▶ **Task goal**
Check every line below for the string "soil", and copy the lines that contain it.

::::::::

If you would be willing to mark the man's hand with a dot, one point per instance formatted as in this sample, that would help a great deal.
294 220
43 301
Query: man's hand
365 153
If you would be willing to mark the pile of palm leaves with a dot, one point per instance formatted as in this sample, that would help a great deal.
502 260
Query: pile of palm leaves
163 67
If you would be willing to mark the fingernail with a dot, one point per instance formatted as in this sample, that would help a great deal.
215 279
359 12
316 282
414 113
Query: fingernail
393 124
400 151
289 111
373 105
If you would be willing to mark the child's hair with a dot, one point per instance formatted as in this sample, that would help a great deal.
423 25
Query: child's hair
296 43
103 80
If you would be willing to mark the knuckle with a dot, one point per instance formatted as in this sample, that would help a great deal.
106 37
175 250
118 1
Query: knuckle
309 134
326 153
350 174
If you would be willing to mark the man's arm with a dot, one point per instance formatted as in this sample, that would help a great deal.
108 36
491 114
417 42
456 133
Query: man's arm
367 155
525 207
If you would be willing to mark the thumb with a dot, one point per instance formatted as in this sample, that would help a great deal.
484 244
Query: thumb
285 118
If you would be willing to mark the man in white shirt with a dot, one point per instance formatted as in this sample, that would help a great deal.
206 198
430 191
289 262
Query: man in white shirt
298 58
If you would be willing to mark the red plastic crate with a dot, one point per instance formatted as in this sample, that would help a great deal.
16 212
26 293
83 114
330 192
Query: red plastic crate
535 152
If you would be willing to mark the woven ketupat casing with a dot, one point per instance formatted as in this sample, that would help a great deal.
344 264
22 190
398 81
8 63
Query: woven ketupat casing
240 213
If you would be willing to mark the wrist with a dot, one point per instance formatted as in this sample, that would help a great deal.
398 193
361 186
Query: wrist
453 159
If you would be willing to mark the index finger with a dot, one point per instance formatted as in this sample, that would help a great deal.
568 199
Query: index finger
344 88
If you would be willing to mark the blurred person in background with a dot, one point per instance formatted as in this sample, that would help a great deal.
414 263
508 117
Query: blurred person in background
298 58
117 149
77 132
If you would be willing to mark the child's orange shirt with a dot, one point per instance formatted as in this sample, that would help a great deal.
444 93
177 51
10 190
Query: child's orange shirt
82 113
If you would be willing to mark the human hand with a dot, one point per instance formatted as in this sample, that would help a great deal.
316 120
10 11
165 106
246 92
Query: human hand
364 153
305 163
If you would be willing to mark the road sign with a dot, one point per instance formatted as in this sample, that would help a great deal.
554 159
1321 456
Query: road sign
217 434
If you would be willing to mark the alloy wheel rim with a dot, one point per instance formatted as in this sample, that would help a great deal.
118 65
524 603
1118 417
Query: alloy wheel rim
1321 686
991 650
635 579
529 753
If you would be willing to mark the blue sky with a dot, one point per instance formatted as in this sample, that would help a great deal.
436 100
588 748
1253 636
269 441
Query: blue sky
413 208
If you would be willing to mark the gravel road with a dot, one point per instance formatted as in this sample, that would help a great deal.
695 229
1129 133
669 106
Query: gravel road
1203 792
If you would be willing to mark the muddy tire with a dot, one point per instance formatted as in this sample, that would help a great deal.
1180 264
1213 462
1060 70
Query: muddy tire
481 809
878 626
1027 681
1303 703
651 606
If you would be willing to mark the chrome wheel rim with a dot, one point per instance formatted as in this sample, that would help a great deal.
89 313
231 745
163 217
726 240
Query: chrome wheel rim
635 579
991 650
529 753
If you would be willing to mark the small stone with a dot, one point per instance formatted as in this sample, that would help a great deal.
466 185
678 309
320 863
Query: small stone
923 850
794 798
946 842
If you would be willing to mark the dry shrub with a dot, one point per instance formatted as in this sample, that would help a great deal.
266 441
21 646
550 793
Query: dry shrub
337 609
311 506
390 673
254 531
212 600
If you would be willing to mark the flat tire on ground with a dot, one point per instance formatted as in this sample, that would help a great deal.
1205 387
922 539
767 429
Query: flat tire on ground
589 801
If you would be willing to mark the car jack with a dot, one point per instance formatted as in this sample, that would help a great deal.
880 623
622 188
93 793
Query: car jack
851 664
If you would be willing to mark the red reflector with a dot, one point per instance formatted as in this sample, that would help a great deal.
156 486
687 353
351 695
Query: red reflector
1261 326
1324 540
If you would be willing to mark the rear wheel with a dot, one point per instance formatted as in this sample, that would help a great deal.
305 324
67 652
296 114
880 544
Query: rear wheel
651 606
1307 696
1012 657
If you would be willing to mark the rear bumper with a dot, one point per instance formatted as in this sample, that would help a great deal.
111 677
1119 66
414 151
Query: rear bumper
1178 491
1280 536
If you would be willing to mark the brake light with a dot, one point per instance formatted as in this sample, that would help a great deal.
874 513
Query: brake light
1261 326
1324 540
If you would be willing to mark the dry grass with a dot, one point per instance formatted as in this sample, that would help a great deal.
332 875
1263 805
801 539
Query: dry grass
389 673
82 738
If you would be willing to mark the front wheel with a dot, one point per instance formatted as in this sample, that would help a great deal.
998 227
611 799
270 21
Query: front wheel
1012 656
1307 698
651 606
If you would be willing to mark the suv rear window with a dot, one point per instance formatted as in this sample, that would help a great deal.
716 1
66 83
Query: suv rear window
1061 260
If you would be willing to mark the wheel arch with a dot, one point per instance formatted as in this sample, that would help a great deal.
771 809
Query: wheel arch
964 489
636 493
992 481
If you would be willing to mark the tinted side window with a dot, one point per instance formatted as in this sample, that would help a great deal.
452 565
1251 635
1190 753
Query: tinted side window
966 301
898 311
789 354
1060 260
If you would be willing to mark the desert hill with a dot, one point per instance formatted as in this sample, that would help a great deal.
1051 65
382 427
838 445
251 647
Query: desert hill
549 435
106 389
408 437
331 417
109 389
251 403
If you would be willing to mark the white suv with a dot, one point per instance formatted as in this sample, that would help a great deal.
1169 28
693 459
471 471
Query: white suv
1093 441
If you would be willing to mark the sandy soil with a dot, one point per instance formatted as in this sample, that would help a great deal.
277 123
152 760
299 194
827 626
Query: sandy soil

::::::::

▶ **Answer to this task**
If you would be willing to mark the sandy soil with a dot, one point per instance formatted as in this sample, that would help a great deal.
Query: sandy soil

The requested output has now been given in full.